### Data for the task
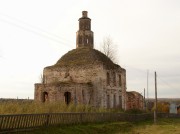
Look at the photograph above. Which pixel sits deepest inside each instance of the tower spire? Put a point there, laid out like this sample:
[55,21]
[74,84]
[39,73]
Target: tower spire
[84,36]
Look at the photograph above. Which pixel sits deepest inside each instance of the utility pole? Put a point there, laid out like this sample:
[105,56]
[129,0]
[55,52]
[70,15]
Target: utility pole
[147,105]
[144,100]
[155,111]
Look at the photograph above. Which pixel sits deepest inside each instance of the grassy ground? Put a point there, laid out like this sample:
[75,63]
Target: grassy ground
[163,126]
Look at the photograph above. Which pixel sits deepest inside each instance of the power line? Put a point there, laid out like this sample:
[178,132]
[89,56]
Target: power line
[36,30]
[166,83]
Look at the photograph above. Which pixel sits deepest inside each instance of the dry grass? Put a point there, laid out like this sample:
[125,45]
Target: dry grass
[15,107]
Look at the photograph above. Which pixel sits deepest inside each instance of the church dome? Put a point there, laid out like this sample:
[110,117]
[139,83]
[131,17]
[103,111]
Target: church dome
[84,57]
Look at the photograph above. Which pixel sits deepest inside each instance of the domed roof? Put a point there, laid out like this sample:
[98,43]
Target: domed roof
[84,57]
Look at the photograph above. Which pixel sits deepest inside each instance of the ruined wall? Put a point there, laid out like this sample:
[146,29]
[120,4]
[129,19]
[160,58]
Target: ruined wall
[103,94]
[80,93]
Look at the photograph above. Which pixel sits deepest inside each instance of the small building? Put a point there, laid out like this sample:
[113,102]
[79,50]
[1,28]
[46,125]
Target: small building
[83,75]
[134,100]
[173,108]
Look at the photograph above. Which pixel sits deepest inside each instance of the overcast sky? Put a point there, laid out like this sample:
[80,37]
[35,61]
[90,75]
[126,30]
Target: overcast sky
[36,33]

### What is required
Rewrite all of the items above, replacing "photograph" with "image" wherever it occurs and leaving everything else unchanged. Omit the pictures from your answer.

### Task answer
Look at the image above. Which pixel sits deepest inside each instance of the tower spire? Put a point there, laid out like this sample:
[55,21]
[74,84]
[39,73]
Target: tower spire
[84,36]
Look at the image above. Which pixel sits deepest inside each instance of the utility pole? Put a point there, laid out like this sample:
[105,56]
[129,0]
[55,52]
[70,15]
Target: utility pole
[147,105]
[144,100]
[155,111]
Look at the image above. Which pixel sits deepest inside each instance of the grassy ground? Put a point there, laid out like this sample:
[75,63]
Target: grassy ground
[163,126]
Look at the image above. Which pixel sits deepest inside each instance of the power line? Put a point there, laid out like this sample:
[178,132]
[89,56]
Target: power line
[36,30]
[166,83]
Look at the image above. Which pixel sits deepest inside each instance of the dry grass? Put a point there, laid out like this sample:
[125,45]
Target: dry grass
[15,107]
Look at the image above. Which pixel sits deepest inside each instance of the church dome? Put a point there, laid out like this sample:
[110,117]
[139,83]
[131,17]
[103,111]
Target: church dome
[84,57]
Look at the image above. Which pixel sits deepest inside each instance of the domed roof? Put a point there, laid out like this sample:
[98,43]
Target: domed roof
[84,57]
Look at the image above. Which pixel sits deepest inside each instance of the ruined wall? Put a point there, laid out like this sample:
[146,29]
[120,4]
[129,19]
[160,58]
Target: ruined wall
[103,94]
[80,93]
Look at the image above. Which pixel sits deepest inside each instance of the small building? Put a point there, laid out like this sample:
[113,102]
[79,50]
[1,28]
[46,125]
Target: small building
[83,75]
[134,100]
[173,108]
Look at the image above. Which pixel sits deepest inside each instance of the overcast sky? Put a point there, laid out like this sample:
[80,37]
[35,61]
[90,75]
[126,30]
Target: overcast sky
[36,33]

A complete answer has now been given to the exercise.